Text provided:
________________

Reputation: 1682
I am trying to come up with a faster way of coding what I want to. Here is the part of my program I am trying to speed up, hopefully using more inbuilt functions:
num = 0
num1 = 0
rand1 = rand_pos[0:10]
time1 = time.clock()
for rand in rand1:
for gal in gal_pos:
num1 = dist(gal, rand)
num = num + num1
time2 = time.clock()
time_elap = time2-time1
print time_elap
Here, rand_pos and gal_pos are lists of length 900 and 1 million respectively. Here dist is function where I calculate the distance between two points in euclidean space. I used a snippet of the rand_pos to get a time measurement. My time measurements are coming to be about 125 seconds. This is way too long! It means that if I run the code over all the rand_pos, it will take about three hours to do! Is there a faster way I can do this?
Here is the dist function:
def dist(pos1,pos2):
n = 0
dist_x = pos1[0]-pos2[0]
dist_y = pos1[1]-pos2[1]
dist_z = pos1[2]-pos2[2]
if dist_x<radius and dist_y<radius and dist_z<radius:
positions = [pos1,pos2]
distance = scipy.spatial.distance.pdist(positions, metric = 'euclidean')

________________

Set exercise 1:
List every variable that receives a value inside the dist function in the distance-loop post.
Set exercise 2:
In the distance-loop post, reproduce the passage from "time_elap = time2-time1" up to and including "metric = 'euclidean')", changing each "radius" to "threshold".

(Dataset records)
________________

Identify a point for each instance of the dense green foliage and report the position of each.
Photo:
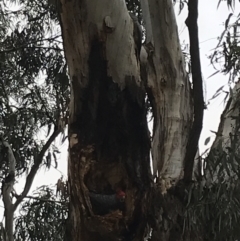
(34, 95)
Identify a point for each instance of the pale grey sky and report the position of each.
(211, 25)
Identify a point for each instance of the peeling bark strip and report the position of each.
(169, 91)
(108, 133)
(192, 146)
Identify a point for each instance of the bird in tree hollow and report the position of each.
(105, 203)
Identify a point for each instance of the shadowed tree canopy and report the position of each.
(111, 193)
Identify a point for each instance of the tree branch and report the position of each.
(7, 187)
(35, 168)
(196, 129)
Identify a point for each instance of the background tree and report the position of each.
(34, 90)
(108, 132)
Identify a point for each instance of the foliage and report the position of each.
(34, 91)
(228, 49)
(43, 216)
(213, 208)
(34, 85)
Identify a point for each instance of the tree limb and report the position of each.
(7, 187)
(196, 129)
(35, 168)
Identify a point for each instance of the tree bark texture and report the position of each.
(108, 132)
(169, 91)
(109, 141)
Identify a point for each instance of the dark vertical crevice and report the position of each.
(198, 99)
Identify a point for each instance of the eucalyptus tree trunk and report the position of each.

________________

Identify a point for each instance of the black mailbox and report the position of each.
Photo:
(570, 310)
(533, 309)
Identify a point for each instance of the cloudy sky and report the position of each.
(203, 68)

________________

Worked answer 1:
n, dist_x, dist_y, dist_z, positions, distance

Worked answer 2:
time_elap = time2-time1
print time_elap
Here, rand_pos and gal_pos are lists of length 900 and 1 million respectively. Here dist is function where I calculate the distance between two points in euclidean space. I used a snippet of the rand_pos to get a time measurement. My time measurements are coming to be about 125 seconds. This is way too long! It means that if I run the code over all the rand_pos, it will take about three hours to do! Is there a faster way I can do this?
Here is the dist function:
def dist(pos1,pos2):
n = 0
dist_x = pos1[0]-pos2[0]
dist_y = pos1[1]-pos2[1]
dist_z = pos1[2]-pos2[2]
if dist_x<threshold and dist_y<threshold and dist_z<threshold:
positions = [pos1,pos2]
distance = scipy.spatial.distance.pdist(positions, metric = 'euclidean')